Passage →
Back in the day, before Jobs returned to Apple, did the
iMac/iPod/iOther thing and told IDG to take a hike, MacWorld was the
biggest trade show in Boston. Heck, it might have even been bigger
than MacWorld San Francisco. So big, in fact, that it took up *two*
exhibition facilities, the two biggest in town, the Bayside Expo
Center and the World Trade Center. Heck, the year they accidentally
let me speak there, it also took up the "Castle", the former Boston
armory, just for Steve's invitation-only keynote.

So, MacWorld couldn't stand shuttle-bus hell anymore, and they moved
to New York, where the convention halls were bigger, and started
holding it in the Javitts Center. The Powers That Be in Boston
decided this wasn't good, so they built the Mother of All Convention
Spaces, in South Boston, just west of the World Trade Center, and,
not by coincidence, in the very epicenter of the Big Dig. The Dig is
mostly done, and the new convention center was built in time for the
Democratic National Convention, though nobody would hold it there
because it wasn't telegenic enough, opting for the Fleet Center, AKA
New Boston Garden.

Which, in turn, forced the *closure* of most freeways in and out of
Boston, including the self-same Big Dig central artery depression,
because it goes *directly* under the Fleet Center on its way to
points north and south. Your tax dollars at work.

Anyway, Steve Happened, Apple bailed on MacWorld, the dot-bomb
exploded, MacWorld New York got too small for New York, and what the
hey, let's move back to Boston, where there's a new convention
center.

But, guess what? MacWorld is now too *small* for The Convention
Center That MacWorld Built. In the article below, IDC announces that
MacWorld Boston will now be held in Boston's *old* convention center,
the Hynes Memorial Auditorium, somewhere on the top five of Howie
Carr's "Hack-o-Rama" of graft-ridden Boston political boondogles like
the Boston Common Garage.

(Location identification entries)

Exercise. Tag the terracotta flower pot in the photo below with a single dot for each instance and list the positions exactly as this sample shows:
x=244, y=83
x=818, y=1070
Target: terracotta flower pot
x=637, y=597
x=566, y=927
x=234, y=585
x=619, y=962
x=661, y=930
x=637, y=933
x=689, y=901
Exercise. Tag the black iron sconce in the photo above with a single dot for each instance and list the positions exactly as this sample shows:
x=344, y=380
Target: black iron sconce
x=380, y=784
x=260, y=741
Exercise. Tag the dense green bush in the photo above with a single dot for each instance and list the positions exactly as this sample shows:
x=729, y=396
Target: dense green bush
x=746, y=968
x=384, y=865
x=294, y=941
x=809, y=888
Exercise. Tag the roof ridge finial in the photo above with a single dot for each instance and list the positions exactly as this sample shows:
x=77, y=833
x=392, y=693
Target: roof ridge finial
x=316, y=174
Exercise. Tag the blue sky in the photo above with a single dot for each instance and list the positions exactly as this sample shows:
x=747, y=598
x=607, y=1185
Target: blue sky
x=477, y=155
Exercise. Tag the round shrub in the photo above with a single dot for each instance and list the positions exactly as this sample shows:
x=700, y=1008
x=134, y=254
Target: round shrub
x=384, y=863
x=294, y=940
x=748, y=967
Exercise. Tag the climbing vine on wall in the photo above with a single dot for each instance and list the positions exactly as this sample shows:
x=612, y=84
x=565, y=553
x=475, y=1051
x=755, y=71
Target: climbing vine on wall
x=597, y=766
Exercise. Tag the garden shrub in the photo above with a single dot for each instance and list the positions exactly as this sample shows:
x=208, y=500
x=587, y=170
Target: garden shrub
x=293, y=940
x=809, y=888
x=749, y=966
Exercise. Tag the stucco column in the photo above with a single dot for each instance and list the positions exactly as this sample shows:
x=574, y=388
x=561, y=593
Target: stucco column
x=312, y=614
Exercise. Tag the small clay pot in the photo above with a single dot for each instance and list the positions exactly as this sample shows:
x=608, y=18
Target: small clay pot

Tasks to carry out →
(1) Answer these about the MacWorld passage, one line each:
(a) Which two exhibition facilities did MacWorld Boston once occupy?
(b) Where was the Democratic National Convention held instead of the new convention center?
(c) Where will MacWorld Boston now be held, according to the announcement?
(2) Summarize the MacWorld passage in two sentences.
(3) Carry on the MacWorld passage past its final sentence.

Answers for this exercise →
(1)
(a) The Bayside Expo Center and the World Trade Center.
(b) The Fleet Center, also known as New Boston Garden.
(c) The Hynes Memorial Auditorium, Boston's old convention center.

(2) MacWorld was once Boston's biggest trade show and filled two exhibition facilities, but it moved to New York's Javitts Center, where the convention halls were bigger, to escape shuttle-bus hell. Boston then built a huge new convention center in South Boston, yet when MacWorld came back, the show proved too small for it and will be held in the old Hynes Memorial Auditorium.

(3)
And, as the graft-pastures have moved from the top end of the Back
Bay to the bottom end of South Boston, We The People (And Our Duly
Elected Leaders) are looking at getting rid of the Haynes itself now,
because it's, um, too small...

Oh, the infamy of it all...

Cheers,
RAH
- -------

<http://www.boston.com/business/globe/articles/2004/11/06/macworld_is_
moving_to_the_hynes?mode=PF>

The Boston Globe

Macworld is moving to the Hynes

Organizer says show can't fill new center

By Keith Reed, Globe Staff | November 6, 2004

Apple Macintosh users might feel a bit dizzy next spring.

After more than a year of negotiating brought the Macworld Conference
& Expo back from New York to Boston in April, the show's organizer,
IDG World Expo of Framingham, said yesterday that it is moving the
show again -- to the Hynes Convention Center on Boylston Street.

Several years of declining attendance, a battered technology sector,
and a soured relationship between IDG and Apple Computer Corp. left
Macworld too small for the new convention center, executives said
yesterday.

"Based on feedback that we have, the show in its current size is not
big enough" to fill the new center's massive exhibit hall, said
Warwick Davies, group vice president at IDG World Expo. "We want
people to be able to feel a lot more close together."

Macworld began its conference in Boston in the mid-1980s at the
Bayside Expo Center, and later spread to include the World Trade
Center. The annual event was held in Boston until 1997, when the
technology sector heated up and the show grew too big for local
facilities to hold. So Macworld moved to the Jacob Javits Convention
Center in New York while Massachusetts officials planned and built
the humongous new convention center on the South Boston Waterfront.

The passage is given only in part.